• _YOUR TASK_
For this task, copy all of the data below exactly and skip the pictures.

---------- MATERIALS PROVIDED ----------

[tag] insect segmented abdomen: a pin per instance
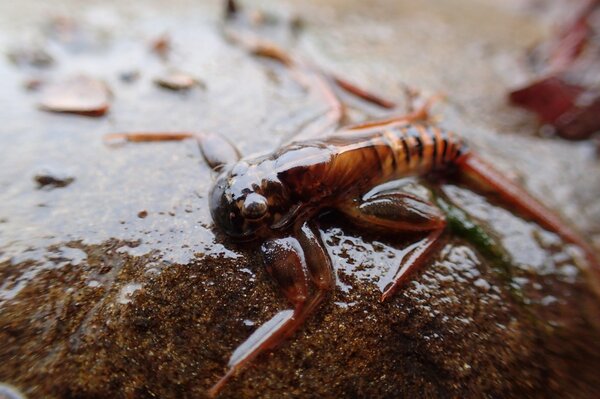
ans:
(420, 148)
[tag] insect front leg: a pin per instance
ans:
(293, 263)
(216, 149)
(399, 212)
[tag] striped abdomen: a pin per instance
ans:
(353, 161)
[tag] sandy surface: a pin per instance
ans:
(97, 301)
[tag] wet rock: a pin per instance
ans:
(49, 177)
(175, 80)
(33, 57)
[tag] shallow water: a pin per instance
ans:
(119, 283)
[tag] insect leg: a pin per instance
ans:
(483, 174)
(399, 212)
(216, 149)
(290, 262)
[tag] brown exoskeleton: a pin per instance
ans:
(274, 198)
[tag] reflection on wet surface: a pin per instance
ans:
(117, 282)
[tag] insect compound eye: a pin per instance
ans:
(255, 206)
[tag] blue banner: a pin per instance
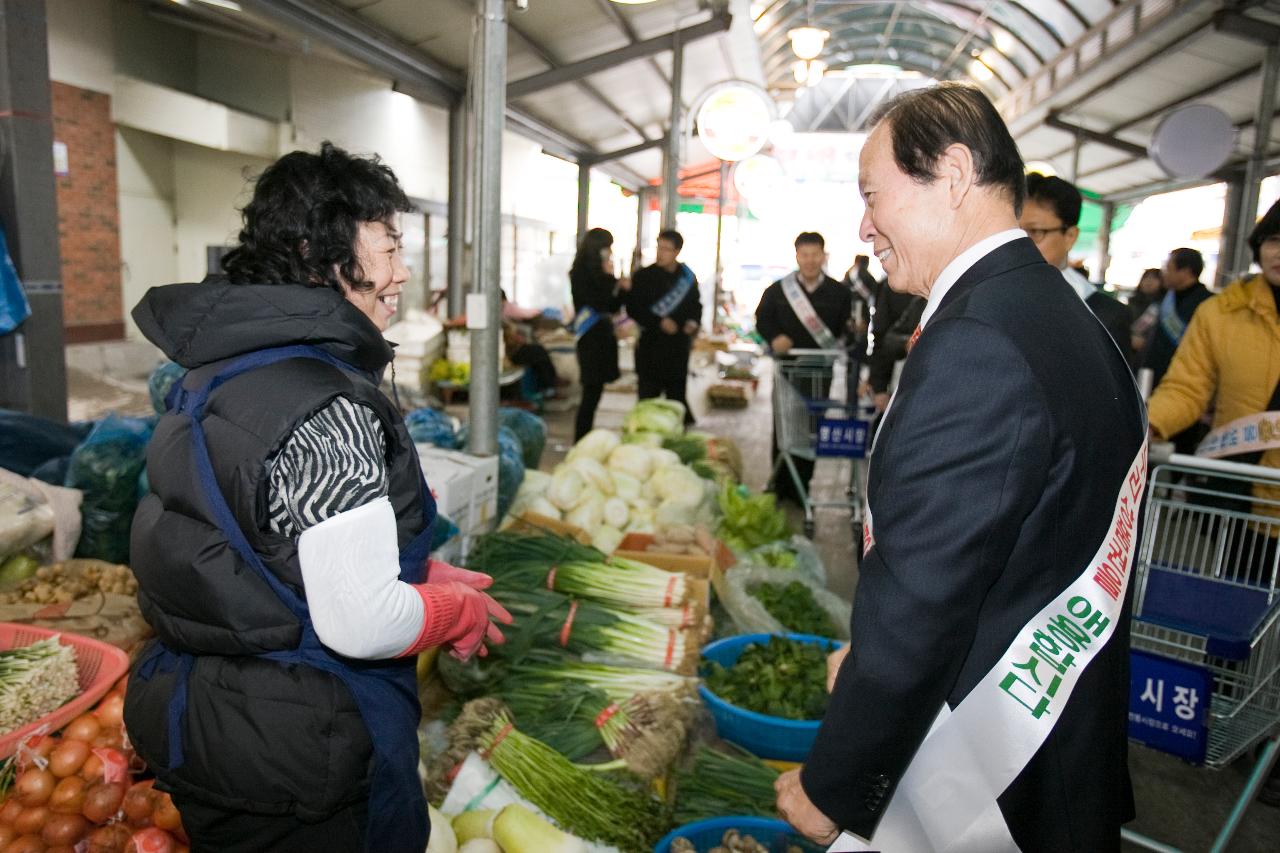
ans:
(842, 437)
(1169, 705)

----------

• _RESPONSE TO THIS TASK_
[tag] insect segmented abdomen: a pin per instance
ans:
(420, 148)
[tag] insect front leg: a pin per instance
ans:
(293, 263)
(216, 149)
(399, 212)
[tag] striped abdomen: a pin per instance
ans:
(353, 161)
[tag] sandy surface: a pin per instance
ans:
(97, 301)
[tag] wet rock: a pin per instance
ans:
(49, 177)
(175, 80)
(33, 57)
[tag] shallow water: a pin per instance
ans:
(119, 283)
[tag] insect leg: a pin per instance
ans:
(483, 174)
(399, 212)
(216, 149)
(290, 262)
[tag] brown exoskeleton: a pin per instance
ans:
(274, 198)
[tag] reflection on wet surface: a pin per instance
ans:
(117, 282)
[tag] insect compound eye: a pin per instance
ans:
(255, 206)
[tag] blue banner: a pin per instance
ans:
(842, 437)
(1169, 705)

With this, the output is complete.